Aim — Output the following lines verbatim, reproducing every one of them without any change.

==== Rows

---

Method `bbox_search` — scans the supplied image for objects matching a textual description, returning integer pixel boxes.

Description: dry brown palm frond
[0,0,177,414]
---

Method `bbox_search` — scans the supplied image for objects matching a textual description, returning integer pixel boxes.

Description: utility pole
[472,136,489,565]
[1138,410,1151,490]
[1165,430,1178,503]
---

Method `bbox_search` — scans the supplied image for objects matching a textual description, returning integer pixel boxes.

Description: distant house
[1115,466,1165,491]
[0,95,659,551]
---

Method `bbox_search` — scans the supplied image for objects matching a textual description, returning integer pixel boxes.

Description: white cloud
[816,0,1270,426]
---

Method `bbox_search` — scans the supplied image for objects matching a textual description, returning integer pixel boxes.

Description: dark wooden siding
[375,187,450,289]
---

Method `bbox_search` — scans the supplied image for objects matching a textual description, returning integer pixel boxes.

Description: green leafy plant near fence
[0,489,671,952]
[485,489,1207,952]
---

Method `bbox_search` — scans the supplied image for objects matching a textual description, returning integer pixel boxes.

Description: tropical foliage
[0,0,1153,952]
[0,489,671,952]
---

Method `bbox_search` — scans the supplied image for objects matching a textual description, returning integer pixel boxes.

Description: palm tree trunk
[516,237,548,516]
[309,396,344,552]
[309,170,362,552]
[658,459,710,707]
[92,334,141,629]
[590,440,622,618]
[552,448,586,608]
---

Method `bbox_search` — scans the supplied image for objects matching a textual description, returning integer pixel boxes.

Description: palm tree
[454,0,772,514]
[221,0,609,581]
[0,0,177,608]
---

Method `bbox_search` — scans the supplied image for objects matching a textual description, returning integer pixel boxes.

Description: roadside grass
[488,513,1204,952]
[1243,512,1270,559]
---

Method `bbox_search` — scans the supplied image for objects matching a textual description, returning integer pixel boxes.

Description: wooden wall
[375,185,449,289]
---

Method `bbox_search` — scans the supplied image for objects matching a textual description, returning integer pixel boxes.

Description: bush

========

Task answer —
---

Method `bbox_search` — scans the supplied image for objects matching a textual description, returning integer pixel boxes.

Description: dry brown palm frond
[0,0,177,414]
---

Method `bbox_search` — scans the supplied image for objects matching a textual description, returning integer pixel boxes.

Description: utility pole
[472,136,489,565]
[1138,410,1151,490]
[1165,430,1178,503]
---

Method `bbox_search` — scans the supplied image for objects matching a textual description, returning integer pixel boxes.

Description: distant house
[1115,466,1165,491]
[0,95,659,551]
---

Method `bbox_search` — scans the supplied image for objects matching a textual description, returning integer pixel boxes.

Description: white cloud
[816,0,1270,426]
---

Method `bbox_search` — scans the supplied image for objects matching a textual description, returning integer pixel boxes.

Description: dark wooden siding
[375,187,450,289]
---

Method `bbox_search` — scans the supplied image for objects matching a textual description, returning integer pixel boxes.

Description: green leafy plant near fence
[0,489,671,952]
[485,489,1207,952]
---

Method `bbox_search` — scans the supplied image for objects matching a textual description, returning integer pixel boxes.

Description: tropical foliage
[0,0,1153,952]
[0,489,671,952]
---

Method `bbox_search` — scans the supplied image for objects matching a textual description, returning integer pixel boxes.

Description: palm tree trunk
[516,237,548,516]
[309,396,344,552]
[309,170,362,552]
[658,459,710,707]
[92,334,141,629]
[590,440,622,618]
[552,448,586,608]
---

Method `bbox_search` — scans the supplied image for objects matching a textual description, returning integer pixel boxes.

Description: palm tree
[454,0,772,514]
[221,0,609,581]
[0,0,177,608]
---

Method `bbox_search` — scans the supplied image for objects matching a textual description, returning integer pixel boxes.

Description: roadside grass
[488,513,1204,952]
[1243,512,1270,559]
---

Method `bbox_search` — scans the supplied image for objects matching a textual description, returning integer pixel boxes.

Description: wooden wall
[375,185,449,289]
---

Method `bbox_search` — scans the supplied image for objects matching a textual description, returning integer pixel boxes.

Description: bush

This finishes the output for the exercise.